> [SOURCE TEXT]:
*****

Perspectives
The cost of confusion: Why better digital experiences are critical to Medicare enrollment.
By Alison Vermeulen
Oct 16, 2025

4 min read
Every click counts, especially when it decides someone’s care.
Medicare Open Enrollment runs from October 15 through December 7, when millions of Americans review or change their coverage for the year ahead.
For many, it’s one of the most important decisions they’ll make all year… and one of the most confusing.
As someone who partners with healthcare and life sciences organizations at Quantum Metric, I see firsthand how payors prepare for this moment. And as the daughter of two Medicare-eligible parents, I also see the anxiety members feel when trying to make sense of a complicated system.
My mom has already asked me several times how upcoming policy and administrative changes might affect her plan. Like so many others, she’s worried about affordability, continuity of care, and whether the tools meant to guide her will actually make things easier.
Confusion isn’t just a member problem — it’s a system problem.
Every year, Medicare Open Enrollment brings an influx of support calls, plan-switching confusion, and member frustration. Behind those calls is a pattern we see across the industry: when digital experiences don’t deliver, people pick up the phone and everyone pays the price.

*****

> [WHAT YOU SHOULD DO]:
Continue the article on digital experiences in Medicare enrollment, starting right after its last paragraph.

Collected data:

*****

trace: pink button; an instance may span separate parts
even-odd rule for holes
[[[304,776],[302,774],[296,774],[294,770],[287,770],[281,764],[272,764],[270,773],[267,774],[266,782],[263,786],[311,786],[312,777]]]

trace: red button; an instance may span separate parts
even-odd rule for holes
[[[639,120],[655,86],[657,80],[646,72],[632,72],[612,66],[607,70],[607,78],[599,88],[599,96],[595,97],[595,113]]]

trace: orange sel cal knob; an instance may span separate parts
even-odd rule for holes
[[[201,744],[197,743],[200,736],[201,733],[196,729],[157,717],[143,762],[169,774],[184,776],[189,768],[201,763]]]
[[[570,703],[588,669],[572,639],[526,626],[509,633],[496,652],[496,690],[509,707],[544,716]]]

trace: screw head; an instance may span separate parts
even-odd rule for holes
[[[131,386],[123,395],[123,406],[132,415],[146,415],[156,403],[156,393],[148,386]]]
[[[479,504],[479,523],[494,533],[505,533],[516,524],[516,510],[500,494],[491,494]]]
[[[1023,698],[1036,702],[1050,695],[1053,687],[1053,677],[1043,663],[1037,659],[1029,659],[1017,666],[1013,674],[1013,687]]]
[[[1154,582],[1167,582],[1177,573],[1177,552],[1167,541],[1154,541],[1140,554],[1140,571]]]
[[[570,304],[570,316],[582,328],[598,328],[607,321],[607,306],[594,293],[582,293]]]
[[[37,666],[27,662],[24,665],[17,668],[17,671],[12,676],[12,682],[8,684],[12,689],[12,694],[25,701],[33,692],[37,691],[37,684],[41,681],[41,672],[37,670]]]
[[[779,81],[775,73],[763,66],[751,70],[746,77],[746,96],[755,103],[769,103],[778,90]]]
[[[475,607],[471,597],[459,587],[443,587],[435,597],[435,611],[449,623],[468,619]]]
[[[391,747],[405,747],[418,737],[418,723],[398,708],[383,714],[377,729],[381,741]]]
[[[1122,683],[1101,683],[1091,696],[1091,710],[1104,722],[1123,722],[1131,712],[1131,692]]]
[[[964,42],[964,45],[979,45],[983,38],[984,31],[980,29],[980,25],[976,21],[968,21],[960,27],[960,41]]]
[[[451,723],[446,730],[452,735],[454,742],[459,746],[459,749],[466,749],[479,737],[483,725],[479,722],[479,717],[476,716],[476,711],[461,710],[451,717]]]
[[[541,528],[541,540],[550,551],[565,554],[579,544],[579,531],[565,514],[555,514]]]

*****

> [TASK OUTPUT]:
The Chief Digital Officer at one of the largest payors, a customer of mine, said it best:
“We’ve got to drive more digital self-service to deflect calls. It’s a multi hundred-million-dollar cost savings opportunity for our company. People start on digital, don’t get what they need, and then pick up the phone.”
Healthcare Payor/Chief Digital Officer
His comment captures what so many payors are grappling with today. Every broken online journey becomes a costly phone call. Poor UX, accessibility issues, or broken APIs don’t just frustrate members — they slow down operations, strain contact centers, and drive up costs.
And as healthcare expenses continue to climb, those inefficiencies matter more than ever.
How AI and analytics can bridge the gap.
In another post, I talked about how AI can help people navigate complex healthcare experiences, surfacing the right information at the right time and making the process feel more personal and less overwhelming
Nowhere is that potential more relevant than in Medicare enrollment.
Imagine digital tools that can:
- Detect when a member is confused and proactively guide them to the right plan information.
- Predict when someone is likely to abandon an enrollment flow and offer real-time assistance.
- Equip agents with context from the member’s digital journey, so when someone does call, the agent can start the conversation several steps ahead.
These capabilities aren’t futuristic. They’re already within reach. By combining behavioral analytics with AI, payors can turn reactive service models into proactive, personalized experiences that reduce friction and cost across the board.
When the digital experience works, everyone wins.
Better digital experiences don’t just lower call volumes or operational costs — they build trust.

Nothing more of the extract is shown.